## Вопросы и задания
[1] На территории какого кладбища построили школу, о которой говорится в исходном тексте?
[2] Переведите на английский язык предложение из исходного текста: «Сажали молодой сталинский сад на костях исчезнувших поколений».
[3] Перепишите отрывок исходного текста от «Глубоко убежден, что» до «моей собственной жизни.», заменив «Бурана» на «Энергии».

___ Исходный текст

Пасха — национальная идея россии
Пасха — национальная идея россии
апрель, 2004 г. № 16 (543)
Глубоко убежден, что Пасха является «национальной идеей» России. Пасха, понимаемая как вселенский порыв к преодолению смерти, к возрождению, к воскрешению из мертвых, к созданию бессмертного богоподобного человечества. Это убеждение складывалось из чтения Святого Писания, трактатов по русской истории, русских стихов и романов. Я участвовал в «советском проекте», видел возведение великих плотин, запуск «Бурана», геополитические войны на всех континентах. Видел крах СССР, пулеметы, стрелявшие по героям 93-го года. Мое убеждение — плод раздумий, личных, часто трагических переживаний, опыт, которым наградила меня судьба. Этому убеждению есть ряд предпосылок, порой мистических, из моей собственной жизни.
С Николаем Федоровым, с его пасхальной мистерией, с его философией «Общего дела» я познакомился в отрочестве самым странным, метафизическим образом. Я учился в школе № 204, которая была построена в тридцатые годы на территории огромного Миусского кладбища, вокруг монастыря. Во время весенних субботников каждую весну мы сажали деревья на школьном дворе. Долбили грунт, рыли ямы, раскапывали старые склепы, извлекали истлевшие чиновничьи мундиры с двуглавыми орлами на пуговицах, челюсти с золотыми зубами. Сажали молодой сталинский сад на костях исчезнувших поколений. Когда мы обустраивали футбольное поле и ставили ворота, то выкопали череп. Мы все были молодыми футболистами, болели за «Спартак» и «Динамо». Стали пинать этот череп ногами, играть в футбол, и я помню, как мой носок ударил в пустые глазницы. Много позже, когда я исследовал топографию этого кладбища, уже зная, что там похоронен Федоров, я обнаружил, что его могила находилась примерно в том месте, где мы ставили ворота. Конечно, у меня нет полной уверенности, но некое мистическое чувство подсказывает мне, что я играл в футбол черепом Федорова. И именно из этого попранного черепа, из гулкой костяной чаши впервые донеслись до меня слова федоровской проповеди «воскрешения из мертвых», искупления грехов отцов подвигами сыновей.

______
___ Записанные данные

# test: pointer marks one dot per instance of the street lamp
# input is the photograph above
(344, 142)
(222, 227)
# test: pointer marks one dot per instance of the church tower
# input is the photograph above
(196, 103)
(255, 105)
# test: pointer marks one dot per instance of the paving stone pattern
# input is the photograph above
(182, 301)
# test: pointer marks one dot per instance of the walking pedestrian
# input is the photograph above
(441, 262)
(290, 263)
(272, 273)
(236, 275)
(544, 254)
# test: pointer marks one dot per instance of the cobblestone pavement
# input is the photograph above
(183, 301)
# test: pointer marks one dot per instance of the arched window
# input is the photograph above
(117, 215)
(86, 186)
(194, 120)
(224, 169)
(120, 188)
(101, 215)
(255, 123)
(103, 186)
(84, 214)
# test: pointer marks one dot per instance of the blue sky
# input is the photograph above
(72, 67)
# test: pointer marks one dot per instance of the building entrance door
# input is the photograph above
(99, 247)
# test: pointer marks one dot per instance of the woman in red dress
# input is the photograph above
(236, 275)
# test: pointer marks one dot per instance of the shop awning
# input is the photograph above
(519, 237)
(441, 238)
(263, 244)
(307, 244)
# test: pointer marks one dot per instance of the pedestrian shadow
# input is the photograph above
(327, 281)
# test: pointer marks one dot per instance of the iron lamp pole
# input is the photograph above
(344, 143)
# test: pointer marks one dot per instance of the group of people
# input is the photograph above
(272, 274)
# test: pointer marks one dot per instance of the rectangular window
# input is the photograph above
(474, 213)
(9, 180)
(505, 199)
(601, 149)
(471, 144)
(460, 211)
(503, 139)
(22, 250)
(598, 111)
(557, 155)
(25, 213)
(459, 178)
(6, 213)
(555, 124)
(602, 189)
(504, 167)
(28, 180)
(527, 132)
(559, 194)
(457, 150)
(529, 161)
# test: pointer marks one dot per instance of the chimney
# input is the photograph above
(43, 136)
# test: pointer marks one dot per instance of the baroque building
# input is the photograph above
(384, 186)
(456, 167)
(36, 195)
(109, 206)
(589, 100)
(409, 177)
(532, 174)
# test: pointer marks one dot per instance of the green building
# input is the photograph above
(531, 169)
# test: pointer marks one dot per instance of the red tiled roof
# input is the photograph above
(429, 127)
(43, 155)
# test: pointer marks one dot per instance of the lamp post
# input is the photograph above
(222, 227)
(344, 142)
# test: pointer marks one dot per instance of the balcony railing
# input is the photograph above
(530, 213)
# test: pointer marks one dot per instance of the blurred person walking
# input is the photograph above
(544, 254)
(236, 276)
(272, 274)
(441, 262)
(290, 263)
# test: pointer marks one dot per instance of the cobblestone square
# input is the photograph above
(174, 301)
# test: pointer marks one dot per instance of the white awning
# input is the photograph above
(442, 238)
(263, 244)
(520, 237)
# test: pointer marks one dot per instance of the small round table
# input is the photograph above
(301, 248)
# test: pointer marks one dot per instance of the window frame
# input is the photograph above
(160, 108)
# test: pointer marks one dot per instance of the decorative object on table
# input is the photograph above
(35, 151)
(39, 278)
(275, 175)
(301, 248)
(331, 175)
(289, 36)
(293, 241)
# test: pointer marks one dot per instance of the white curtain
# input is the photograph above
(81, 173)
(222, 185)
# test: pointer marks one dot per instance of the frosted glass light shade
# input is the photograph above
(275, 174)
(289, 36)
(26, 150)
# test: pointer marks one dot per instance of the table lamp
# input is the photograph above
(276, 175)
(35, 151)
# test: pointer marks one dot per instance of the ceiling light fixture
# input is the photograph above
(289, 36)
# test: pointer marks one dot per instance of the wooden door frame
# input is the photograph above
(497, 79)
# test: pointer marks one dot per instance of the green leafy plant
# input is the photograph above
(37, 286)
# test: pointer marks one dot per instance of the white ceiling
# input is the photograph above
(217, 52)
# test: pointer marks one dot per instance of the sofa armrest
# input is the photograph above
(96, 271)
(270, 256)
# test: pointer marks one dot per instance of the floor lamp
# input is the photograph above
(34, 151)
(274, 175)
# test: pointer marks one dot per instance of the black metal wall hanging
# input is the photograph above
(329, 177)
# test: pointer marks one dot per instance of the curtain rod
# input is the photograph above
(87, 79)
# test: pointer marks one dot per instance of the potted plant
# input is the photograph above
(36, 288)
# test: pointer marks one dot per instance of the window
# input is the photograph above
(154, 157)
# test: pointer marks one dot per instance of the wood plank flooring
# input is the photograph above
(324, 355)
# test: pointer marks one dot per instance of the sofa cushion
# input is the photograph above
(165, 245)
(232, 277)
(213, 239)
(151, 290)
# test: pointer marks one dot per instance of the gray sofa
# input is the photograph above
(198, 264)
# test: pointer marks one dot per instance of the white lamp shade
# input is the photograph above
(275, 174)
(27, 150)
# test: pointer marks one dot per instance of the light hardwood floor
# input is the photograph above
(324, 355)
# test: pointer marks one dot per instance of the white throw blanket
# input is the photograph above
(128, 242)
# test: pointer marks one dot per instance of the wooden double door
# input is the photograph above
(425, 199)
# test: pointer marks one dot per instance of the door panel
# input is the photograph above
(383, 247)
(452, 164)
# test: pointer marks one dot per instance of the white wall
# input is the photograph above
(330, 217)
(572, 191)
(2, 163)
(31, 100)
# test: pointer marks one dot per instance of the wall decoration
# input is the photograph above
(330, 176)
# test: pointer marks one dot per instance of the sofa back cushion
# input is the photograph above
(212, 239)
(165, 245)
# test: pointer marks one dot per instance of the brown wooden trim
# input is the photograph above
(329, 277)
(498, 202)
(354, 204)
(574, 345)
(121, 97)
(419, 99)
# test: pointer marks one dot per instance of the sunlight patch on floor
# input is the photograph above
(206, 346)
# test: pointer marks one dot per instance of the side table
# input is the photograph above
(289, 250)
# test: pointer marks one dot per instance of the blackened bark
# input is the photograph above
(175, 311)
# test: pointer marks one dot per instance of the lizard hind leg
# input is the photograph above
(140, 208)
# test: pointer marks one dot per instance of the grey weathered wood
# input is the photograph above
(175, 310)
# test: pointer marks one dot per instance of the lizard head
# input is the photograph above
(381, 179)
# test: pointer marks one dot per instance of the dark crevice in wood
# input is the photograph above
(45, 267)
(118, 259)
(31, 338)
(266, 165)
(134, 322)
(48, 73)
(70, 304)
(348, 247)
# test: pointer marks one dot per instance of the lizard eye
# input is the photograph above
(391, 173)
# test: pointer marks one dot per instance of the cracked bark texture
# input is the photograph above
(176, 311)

______
___ Записанные данные

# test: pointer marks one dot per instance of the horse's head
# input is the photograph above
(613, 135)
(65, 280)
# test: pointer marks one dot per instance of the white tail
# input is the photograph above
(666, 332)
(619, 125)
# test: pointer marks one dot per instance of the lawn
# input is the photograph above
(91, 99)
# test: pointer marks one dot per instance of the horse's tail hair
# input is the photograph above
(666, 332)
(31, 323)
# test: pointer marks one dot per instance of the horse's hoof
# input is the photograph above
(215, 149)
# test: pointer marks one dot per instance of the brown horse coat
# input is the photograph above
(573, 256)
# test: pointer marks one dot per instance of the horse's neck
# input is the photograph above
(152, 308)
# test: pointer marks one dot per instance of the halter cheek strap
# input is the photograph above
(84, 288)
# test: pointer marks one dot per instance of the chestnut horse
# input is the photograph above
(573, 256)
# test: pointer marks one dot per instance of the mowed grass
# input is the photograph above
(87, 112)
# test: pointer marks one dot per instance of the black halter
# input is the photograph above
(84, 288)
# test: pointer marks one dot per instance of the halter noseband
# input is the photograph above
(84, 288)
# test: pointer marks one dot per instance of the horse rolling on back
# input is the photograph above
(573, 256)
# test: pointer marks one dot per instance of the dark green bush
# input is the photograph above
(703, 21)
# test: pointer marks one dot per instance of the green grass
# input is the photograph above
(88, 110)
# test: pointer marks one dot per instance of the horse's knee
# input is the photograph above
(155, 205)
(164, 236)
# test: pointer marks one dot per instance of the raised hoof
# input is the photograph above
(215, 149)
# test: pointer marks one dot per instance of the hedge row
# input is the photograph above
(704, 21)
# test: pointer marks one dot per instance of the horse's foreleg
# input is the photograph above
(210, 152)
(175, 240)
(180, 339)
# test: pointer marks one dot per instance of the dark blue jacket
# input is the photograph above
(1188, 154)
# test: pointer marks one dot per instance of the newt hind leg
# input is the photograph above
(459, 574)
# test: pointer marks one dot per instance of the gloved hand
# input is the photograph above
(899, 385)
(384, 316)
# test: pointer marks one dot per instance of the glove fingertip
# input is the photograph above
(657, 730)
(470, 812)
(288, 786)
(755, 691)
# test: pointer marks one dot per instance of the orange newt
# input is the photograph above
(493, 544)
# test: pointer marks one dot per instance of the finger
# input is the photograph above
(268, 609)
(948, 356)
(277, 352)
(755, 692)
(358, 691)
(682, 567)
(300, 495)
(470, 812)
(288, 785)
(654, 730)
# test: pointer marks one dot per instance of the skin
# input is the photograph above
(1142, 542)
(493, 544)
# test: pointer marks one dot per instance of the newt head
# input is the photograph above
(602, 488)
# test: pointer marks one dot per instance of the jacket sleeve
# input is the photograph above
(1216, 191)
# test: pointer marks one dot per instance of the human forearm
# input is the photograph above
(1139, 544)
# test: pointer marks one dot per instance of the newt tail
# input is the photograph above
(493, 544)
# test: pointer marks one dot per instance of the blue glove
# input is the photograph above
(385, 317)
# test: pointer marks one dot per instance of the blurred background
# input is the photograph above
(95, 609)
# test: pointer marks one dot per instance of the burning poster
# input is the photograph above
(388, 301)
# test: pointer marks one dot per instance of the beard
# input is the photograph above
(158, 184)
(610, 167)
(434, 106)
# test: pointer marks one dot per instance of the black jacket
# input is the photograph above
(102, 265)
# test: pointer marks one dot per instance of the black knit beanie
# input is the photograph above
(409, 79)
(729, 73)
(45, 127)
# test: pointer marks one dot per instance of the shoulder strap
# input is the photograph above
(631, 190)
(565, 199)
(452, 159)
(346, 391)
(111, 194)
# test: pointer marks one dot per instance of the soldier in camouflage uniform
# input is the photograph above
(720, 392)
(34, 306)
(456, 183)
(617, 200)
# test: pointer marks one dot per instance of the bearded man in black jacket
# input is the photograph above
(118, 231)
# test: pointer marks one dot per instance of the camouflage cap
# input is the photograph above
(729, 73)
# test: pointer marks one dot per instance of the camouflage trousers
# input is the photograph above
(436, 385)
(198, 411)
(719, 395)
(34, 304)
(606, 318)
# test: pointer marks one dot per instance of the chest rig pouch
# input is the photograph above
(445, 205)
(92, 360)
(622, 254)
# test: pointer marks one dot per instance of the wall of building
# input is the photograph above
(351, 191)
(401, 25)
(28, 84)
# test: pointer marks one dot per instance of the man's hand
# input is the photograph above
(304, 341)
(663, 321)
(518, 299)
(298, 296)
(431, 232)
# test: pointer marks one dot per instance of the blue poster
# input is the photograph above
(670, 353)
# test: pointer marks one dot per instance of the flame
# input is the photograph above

______
___ Записанные данные

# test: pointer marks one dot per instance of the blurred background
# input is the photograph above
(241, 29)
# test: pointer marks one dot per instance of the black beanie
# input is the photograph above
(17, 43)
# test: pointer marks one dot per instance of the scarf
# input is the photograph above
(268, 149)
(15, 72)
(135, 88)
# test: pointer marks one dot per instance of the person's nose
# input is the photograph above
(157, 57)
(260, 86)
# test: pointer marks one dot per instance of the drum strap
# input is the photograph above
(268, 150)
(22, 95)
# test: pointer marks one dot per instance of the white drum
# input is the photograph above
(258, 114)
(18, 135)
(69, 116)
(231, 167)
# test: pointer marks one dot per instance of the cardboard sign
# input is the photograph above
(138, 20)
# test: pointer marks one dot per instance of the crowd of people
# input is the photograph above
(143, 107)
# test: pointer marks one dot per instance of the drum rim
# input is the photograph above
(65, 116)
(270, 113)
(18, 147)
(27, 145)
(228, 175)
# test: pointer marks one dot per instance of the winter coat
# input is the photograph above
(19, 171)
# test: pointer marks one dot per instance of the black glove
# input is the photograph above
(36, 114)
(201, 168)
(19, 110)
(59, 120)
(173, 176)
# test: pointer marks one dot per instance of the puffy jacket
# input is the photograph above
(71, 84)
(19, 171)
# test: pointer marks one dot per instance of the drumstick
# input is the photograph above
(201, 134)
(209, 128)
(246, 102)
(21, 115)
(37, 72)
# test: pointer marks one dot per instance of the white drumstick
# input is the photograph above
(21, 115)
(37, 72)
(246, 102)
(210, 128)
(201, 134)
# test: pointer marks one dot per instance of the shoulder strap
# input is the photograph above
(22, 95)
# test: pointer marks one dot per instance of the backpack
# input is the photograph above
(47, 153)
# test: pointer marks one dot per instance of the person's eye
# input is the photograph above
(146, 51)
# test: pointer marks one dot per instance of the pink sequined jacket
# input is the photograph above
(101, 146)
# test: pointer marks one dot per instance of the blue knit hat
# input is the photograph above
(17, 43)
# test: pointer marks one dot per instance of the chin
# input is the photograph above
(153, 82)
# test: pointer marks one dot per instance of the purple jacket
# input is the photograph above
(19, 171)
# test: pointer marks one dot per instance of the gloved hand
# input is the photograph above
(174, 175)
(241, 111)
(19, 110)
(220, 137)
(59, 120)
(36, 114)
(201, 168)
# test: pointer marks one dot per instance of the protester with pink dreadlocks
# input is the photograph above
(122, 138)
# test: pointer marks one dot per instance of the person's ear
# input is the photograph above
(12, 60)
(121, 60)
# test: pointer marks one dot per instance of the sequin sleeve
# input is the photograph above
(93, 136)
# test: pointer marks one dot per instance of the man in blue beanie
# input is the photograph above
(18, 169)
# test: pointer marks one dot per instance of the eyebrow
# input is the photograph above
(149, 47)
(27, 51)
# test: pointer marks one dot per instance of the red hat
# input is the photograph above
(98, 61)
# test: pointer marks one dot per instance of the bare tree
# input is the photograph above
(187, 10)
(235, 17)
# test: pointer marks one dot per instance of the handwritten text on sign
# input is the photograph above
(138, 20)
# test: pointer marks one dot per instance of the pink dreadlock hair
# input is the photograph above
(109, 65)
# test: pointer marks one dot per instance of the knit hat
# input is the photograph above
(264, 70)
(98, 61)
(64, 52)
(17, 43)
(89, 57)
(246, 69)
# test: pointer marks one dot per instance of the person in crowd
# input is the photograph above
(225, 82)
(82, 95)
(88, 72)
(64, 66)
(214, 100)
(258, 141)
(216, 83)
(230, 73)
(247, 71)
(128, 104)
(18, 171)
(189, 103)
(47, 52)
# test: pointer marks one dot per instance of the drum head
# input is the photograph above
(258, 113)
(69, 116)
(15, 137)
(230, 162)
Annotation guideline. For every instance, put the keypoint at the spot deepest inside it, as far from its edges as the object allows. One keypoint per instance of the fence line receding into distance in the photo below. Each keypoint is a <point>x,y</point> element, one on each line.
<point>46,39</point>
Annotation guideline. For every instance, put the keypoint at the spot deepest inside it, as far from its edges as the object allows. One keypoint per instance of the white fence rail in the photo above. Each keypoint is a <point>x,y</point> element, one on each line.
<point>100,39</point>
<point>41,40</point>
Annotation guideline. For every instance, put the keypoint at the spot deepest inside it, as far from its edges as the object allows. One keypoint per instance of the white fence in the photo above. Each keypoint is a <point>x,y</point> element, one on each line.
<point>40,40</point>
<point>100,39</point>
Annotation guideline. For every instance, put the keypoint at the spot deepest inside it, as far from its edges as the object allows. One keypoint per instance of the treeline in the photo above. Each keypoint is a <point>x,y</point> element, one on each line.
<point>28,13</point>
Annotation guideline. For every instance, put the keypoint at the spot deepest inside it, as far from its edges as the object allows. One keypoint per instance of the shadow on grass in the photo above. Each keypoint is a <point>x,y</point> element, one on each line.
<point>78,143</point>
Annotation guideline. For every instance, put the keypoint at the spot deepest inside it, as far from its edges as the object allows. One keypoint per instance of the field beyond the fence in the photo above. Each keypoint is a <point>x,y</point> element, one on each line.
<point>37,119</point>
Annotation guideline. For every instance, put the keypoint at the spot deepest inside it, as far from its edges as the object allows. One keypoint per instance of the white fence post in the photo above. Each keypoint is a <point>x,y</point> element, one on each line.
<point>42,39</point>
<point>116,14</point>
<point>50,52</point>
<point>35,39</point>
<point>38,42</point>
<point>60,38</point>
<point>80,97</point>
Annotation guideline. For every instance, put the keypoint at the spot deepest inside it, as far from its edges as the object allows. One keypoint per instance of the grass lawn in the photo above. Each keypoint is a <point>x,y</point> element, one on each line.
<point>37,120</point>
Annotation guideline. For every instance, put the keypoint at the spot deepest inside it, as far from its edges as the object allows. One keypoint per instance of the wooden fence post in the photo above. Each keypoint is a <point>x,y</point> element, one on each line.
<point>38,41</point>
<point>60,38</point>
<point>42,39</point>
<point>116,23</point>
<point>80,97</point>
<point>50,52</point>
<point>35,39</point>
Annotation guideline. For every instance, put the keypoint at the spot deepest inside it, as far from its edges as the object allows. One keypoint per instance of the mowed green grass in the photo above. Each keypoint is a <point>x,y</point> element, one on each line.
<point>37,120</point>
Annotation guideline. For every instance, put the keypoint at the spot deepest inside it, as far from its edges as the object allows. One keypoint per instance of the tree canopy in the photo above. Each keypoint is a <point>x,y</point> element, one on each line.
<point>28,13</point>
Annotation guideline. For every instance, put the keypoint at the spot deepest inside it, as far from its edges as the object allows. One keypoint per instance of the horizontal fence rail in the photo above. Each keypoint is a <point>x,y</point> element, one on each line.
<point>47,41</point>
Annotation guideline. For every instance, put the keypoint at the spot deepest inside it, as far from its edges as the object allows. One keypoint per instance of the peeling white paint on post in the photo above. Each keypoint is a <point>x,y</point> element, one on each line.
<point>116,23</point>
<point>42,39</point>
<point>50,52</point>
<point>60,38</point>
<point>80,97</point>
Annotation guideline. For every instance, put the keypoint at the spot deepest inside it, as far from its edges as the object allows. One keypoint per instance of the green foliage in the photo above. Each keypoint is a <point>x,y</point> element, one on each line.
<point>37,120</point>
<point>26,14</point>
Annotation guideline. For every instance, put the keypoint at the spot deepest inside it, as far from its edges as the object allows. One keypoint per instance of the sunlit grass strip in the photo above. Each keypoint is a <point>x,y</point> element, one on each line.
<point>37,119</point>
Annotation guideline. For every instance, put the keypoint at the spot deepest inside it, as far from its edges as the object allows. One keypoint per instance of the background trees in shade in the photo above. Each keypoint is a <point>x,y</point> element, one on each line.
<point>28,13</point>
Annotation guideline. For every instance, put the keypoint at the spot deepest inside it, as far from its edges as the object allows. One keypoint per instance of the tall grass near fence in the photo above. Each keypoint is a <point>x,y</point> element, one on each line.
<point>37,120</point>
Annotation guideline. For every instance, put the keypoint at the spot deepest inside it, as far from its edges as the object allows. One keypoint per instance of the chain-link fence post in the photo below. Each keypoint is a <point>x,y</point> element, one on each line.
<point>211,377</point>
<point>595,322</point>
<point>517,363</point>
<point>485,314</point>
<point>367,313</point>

______

## Ответы к заданиям
[1] На территории Миусского кладбища.

[2] They planted a young Stalin-era garden on the bones of vanished generations.

[3]
Глубоко убежден, что Пасха является «национальной идеей» России. Пасха, понимаемая как вселенский порыв к преодолению смерти, к возрождению, к воскрешению из мертвых, к созданию бессмертного богоподобного человечества. Это убеждение складывалось из чтения Святого Писания, трактатов по русской истории, русских стихов и романов. Я участвовал в «советском проекте», видел возведение великих плотин, запуск «Энергии», геополитические войны на всех континентах. Видел крах СССР, пулеметы, стрелявшие по героям 93-го года. Мое убеждение — плод раздумий, личных, часто трагических переживаний, опыт, которым наградила меня судьба. Этому убеждению есть ряд предпосылок, порой мистических, из моей собственной жизни.